● **Zu erledigende Aufgaben**
A: Beantworten Sie anhand des Texts zur Biathlon-WM 2024 folgende Fragen:
(i) Für welchen Sender ist Michael Rösch als Experte tätig?
(ii) Mit welchem Wettbewerb beginnt die WM?
(iii) Zu wessen Ehren trug Rösch das goldene Sakko?
B: Extrahieren Sie aus dem Text zur Biathlon-WM 2024 wortgetreu den Abschnitt von „Nove Mesto - Die“ bis „für Nove Mesto?“.

● **Quelltext**
⟨

Michael Rösch begleitet die Biathlon-WM 2024 in Nove Mesto als Experte und Co-Kommentator für Eurosport. Im Vorfeld spricht er über die Besonderheiten des Austragungsorts, die Chancen der Deutschen und derzeitige Sorgenkinder.

Nove Mesto - Die Biathlon-WM 2024 beginnt am Mittwoch mit der Mixed-Staffel. Voller Vorfreude blickt Michael Rösch auf das Saisonhighlight voraus. Der ehemalige Weltklasseathlet und heutige Experte für Eurosport gibt tiefe Einblicke in das, worauf sich die Biathlon-Fans bis zum 18. Februar freuen dürfen.

Herr Rösch, bei der Biathlon-WM in Oberhof haben Sie für die spätere Weltmeisterin Denise Herrmann-Wick ihr berühmtes goldenes Sakko angezogen. Ist es schon in Ihrem Koffer für Nove Mesto?

Michael Rösch (40): Das goldene Sakko bleibt eine einmalige Angelegenheit. Das habe ich zu Ehren von Denise angezogen. Ich habe etwas anderes für Nove Mesto vorbereitet. Ob es zum Einsatz kommt, werden wir sehen.

⟩

● **Datensatz**
⟨

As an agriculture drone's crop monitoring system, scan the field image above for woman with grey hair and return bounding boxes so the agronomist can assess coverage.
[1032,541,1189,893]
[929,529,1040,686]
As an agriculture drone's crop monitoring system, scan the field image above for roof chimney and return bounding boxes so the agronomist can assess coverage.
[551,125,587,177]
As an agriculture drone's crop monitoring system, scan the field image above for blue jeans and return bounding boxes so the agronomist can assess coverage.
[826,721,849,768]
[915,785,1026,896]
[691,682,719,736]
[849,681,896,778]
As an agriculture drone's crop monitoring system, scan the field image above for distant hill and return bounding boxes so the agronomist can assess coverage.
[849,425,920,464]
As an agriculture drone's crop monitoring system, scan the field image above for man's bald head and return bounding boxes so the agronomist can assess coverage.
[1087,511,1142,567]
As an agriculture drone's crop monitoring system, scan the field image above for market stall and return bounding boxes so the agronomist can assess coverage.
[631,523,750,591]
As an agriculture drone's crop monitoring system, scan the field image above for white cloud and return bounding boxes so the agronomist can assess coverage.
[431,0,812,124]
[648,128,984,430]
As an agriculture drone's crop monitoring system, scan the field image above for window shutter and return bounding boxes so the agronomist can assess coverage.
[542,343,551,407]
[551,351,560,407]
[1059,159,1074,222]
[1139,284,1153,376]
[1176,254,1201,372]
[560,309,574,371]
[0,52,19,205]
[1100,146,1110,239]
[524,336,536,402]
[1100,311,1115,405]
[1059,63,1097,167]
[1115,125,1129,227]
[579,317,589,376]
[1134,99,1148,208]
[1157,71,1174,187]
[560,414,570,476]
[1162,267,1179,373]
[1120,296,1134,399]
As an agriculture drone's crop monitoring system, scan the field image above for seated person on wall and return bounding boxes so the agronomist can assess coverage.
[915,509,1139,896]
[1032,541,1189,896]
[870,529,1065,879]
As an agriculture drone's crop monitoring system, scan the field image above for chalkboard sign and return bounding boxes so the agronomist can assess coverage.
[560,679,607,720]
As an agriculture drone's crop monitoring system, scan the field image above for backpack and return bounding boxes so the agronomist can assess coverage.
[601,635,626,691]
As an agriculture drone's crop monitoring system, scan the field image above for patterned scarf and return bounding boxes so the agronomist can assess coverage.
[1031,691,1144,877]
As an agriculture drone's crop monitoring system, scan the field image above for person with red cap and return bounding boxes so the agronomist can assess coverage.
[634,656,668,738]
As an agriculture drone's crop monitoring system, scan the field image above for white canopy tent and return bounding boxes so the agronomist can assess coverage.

⟩

● **Ergebnisse je Aufgabe**
A:
(i) Eurosport
(ii) Mit der Mixed-Staffel
(iii) Zu Ehren von Denise Herrmann-Wick

B:
Nove Mesto - Die Biathlon-WM 2024 beginnt am Mittwoch mit der Mixed-Staffel. Voller Vorfreude blickt Michael Rösch auf das Saisonhighlight voraus. Der ehemalige Weltklasseathlet und heutige Experte für Eurosport gibt tiefe Einblicke in das, worauf sich die Biathlon-Fans bis zum 18. Februar freuen dürfen.

Herr Rösch, bei der Biathlon-WM in Oberhof haben Sie für die spätere Weltmeisterin Denise Herrmann-Wick ihr berühmtes goldenes Sakko angezogen. Ist es schon in Ihrem Koffer für Nove Mesto?